*** Opening DATA PROVIDED ***

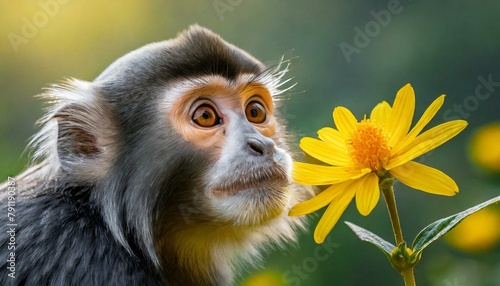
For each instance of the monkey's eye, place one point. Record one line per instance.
(255, 112)
(206, 116)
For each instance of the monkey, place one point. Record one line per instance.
(172, 167)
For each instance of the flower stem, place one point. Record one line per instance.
(390, 200)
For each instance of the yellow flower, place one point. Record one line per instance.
(362, 152)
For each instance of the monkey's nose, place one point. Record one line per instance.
(260, 147)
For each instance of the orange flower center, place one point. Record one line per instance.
(368, 146)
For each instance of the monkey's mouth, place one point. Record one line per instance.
(254, 180)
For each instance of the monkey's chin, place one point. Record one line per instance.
(250, 206)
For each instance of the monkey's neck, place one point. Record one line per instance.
(201, 254)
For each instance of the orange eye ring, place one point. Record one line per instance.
(255, 112)
(205, 115)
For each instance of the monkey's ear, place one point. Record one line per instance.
(78, 133)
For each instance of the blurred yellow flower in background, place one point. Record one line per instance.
(485, 147)
(477, 233)
(361, 152)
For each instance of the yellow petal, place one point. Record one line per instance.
(402, 114)
(427, 141)
(310, 174)
(429, 113)
(314, 204)
(334, 211)
(344, 120)
(381, 113)
(333, 137)
(425, 178)
(367, 194)
(325, 152)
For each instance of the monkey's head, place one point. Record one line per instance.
(182, 148)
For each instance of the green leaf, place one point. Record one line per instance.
(368, 236)
(438, 228)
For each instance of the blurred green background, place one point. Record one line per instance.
(349, 53)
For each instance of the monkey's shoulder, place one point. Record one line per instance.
(56, 239)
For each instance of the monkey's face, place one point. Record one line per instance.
(234, 123)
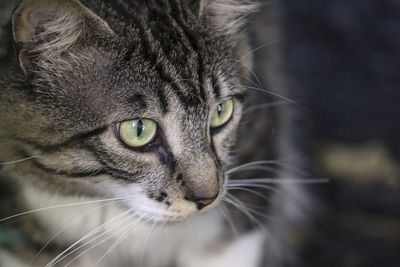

*** Closing DATA PROVIDED ***

— DIRECTIONS —
What's needed is an exact copy of every entry, minus the pictures.

— SOLUTION FOR THIS PROBLEM —
For each instance of the monkey's eye, place one point. Record one line per instance.
(255, 112)
(206, 116)
For each instance of the monkey, place one point. Record one line per instance.
(172, 167)
For each instance of the flower stem, place one point. Record one line per instance.
(390, 200)
For each instance of the yellow flower, place one point. Record one line per instance.
(362, 152)
For each instance of the monkey's nose, place one point. Record one line per instance.
(260, 147)
For each instance of the orange flower center, place one point. Record one line per instance.
(368, 146)
For each instance of the monkey's mouth, place one point. Record one line per instance.
(254, 180)
For each instance of the monkey's chin, place one point. Record one line per instance.
(250, 206)
For each instance of the monkey's neck, place one point. Record one line per instance.
(201, 254)
For each instance of the orange eye ring, place one point. Record one line per instance.
(255, 112)
(205, 115)
For each instance of the monkey's ear, place one point. Record one line per instance.
(78, 133)
For each instance of the blurred yellow flower in background, place one point. Record one line per instance.
(485, 147)
(477, 233)
(361, 152)
For each instance of the yellow petal, place one point. Record one line per instance.
(402, 114)
(427, 141)
(310, 174)
(429, 113)
(314, 204)
(334, 211)
(344, 120)
(381, 113)
(333, 137)
(425, 178)
(367, 194)
(325, 152)
For each instance of the monkey's head, place one point. Record one line per instance.
(182, 148)
For each instance of the green leaf, place one point. Record one line per instance.
(368, 236)
(438, 228)
For each instance of the blurred green background, place one point. Record one line per instance.
(349, 53)
For each instance of the monkey's shoulder, place one point. Record one line per instance.
(56, 239)
For each instance of the monkey's face, place one point. Record one line per instance.
(234, 123)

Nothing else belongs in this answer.